**TASK REQUIREMENTS**: Nothing in the data may be omitted; output it all verbatim.

◇ ◇ ◇ ◇

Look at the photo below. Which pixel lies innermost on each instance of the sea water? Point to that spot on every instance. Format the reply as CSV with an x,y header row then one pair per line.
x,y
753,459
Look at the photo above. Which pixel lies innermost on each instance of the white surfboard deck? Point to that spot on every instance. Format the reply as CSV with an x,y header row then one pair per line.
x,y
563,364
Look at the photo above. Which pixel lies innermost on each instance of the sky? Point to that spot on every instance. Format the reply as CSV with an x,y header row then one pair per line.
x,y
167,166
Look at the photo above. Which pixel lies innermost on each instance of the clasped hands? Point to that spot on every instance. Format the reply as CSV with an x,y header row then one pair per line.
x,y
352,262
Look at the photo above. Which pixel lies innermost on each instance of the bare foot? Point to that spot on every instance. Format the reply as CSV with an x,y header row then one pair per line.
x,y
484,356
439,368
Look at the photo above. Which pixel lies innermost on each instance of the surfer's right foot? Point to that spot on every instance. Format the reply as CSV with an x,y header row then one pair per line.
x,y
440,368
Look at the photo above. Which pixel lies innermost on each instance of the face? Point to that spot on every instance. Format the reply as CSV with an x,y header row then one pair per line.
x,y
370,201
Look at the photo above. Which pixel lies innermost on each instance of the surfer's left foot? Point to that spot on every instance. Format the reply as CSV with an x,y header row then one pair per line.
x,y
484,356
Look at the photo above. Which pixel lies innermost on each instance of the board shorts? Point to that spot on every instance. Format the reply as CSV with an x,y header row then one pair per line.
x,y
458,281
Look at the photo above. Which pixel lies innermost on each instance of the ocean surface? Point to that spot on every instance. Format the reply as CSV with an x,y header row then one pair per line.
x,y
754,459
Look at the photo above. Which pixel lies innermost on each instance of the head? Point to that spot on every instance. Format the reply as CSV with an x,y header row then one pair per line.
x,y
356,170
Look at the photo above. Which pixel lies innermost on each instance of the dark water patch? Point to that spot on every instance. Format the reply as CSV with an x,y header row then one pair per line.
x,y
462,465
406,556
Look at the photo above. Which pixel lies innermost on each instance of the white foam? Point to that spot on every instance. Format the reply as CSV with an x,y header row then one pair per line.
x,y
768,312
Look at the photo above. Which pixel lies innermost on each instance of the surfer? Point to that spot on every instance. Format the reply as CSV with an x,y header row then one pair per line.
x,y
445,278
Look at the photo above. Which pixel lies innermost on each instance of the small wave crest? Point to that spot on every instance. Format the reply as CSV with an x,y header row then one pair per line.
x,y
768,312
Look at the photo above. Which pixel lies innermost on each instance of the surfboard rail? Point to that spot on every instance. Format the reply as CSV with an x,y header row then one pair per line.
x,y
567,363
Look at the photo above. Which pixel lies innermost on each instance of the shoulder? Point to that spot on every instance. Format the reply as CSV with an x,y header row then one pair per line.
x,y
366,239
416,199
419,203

◇ ◇ ◇ ◇

**ANSWER BELOW**:
Look at the photo below. Which pixel lies innermost on each instance of the sea water? Point to that spot on every instance. Format the reply as CSV with an x,y header row then one pair per line.
x,y
753,459
Look at the photo above. Which pixel lies innermost on each instance of the white surfboard deck? Point to that spot on every instance. Format the reply as CSV with an x,y header row then one pair per line.
x,y
563,364
Look at the photo above. Which pixel lies innermost on each instance of the sky? Point to that spot on every instance. Format the reply as CSV with an x,y header row then one pair per line.
x,y
167,166
Look at the photo above. Which pixel lies innermost on each instance of the clasped hands? Point to that spot on every instance. Format the reply as CSV with an x,y header row then one pair per line.
x,y
352,262
Look at the photo above. Which pixel lies innermost on each instance of the bare foot? Point to that spot on every instance. Format the reply as CSV with an x,y header row then one pair per line.
x,y
484,356
439,368
Look at the photo above. Which pixel lies innermost on each instance of the surfer's right foot? Point to that spot on every instance. Format the reply as CSV with an x,y header row then one pair per line.
x,y
440,368
Look at the photo above. Which pixel lies innermost on each instance of the face? Point to that spot on every instance. Format the reply as CSV with an x,y header row then one pair per line.
x,y
370,201
Look at the photo above. Which pixel lies innermost on each instance of the surfer's left foot? Point to that spot on every instance. Format the reply as CSV with an x,y header row then one pair per line.
x,y
484,356
Look at the photo above. Which pixel lies innermost on each instance of the board shorts? Point to that spot on every instance. Format the reply as CSV with an x,y header row then one pair per line.
x,y
458,281
Look at the photo above. Which pixel lies innermost on each instance of the ocean surface? Point to that spot on every instance. Format the reply as CSV with an x,y header row then one pair per line.
x,y
754,459
Look at the photo above. Which pixel lies innermost on each instance of the head? Point to that spot on every instance. Format the reply as CSV with an x,y header row then one pair per line.
x,y
356,170
Look at the photo above. Which pixel lies innermost on each instance of the dark water patch? Point to that spot on every instance. Format the reply as CSV with an x,y header row then one pair per line.
x,y
462,465
406,556
Look at the photo above. Which pixel lies innermost on each instance of the white foam? Point to that spot on every instance. Format the reply as CSV with an x,y header row then one pair per line.
x,y
768,312
Look at the photo above. Which pixel lies innermost on each instance of the surfer? Point to that spot on every instance. Format the reply as CSV with an x,y header row then one pair per line.
x,y
445,278
Look at the photo above. Which pixel lies innermost on each instance of the small wave crest? Point to that spot on every instance. Format the reply as CSV with an x,y header row then one pair per line.
x,y
768,312
Look at the photo above. Which pixel lies innermost on each instance of the surfboard rail? Point to that spot on every instance. Format the reply as CSV with an x,y header row then one pair per line.
x,y
567,363
Look at the photo above. Which pixel lies innermost on each instance of the shoulder? Point to that spot on every instance. Format the reply as CSV with an x,y header row then one pair per line.
x,y
366,239
416,199
419,203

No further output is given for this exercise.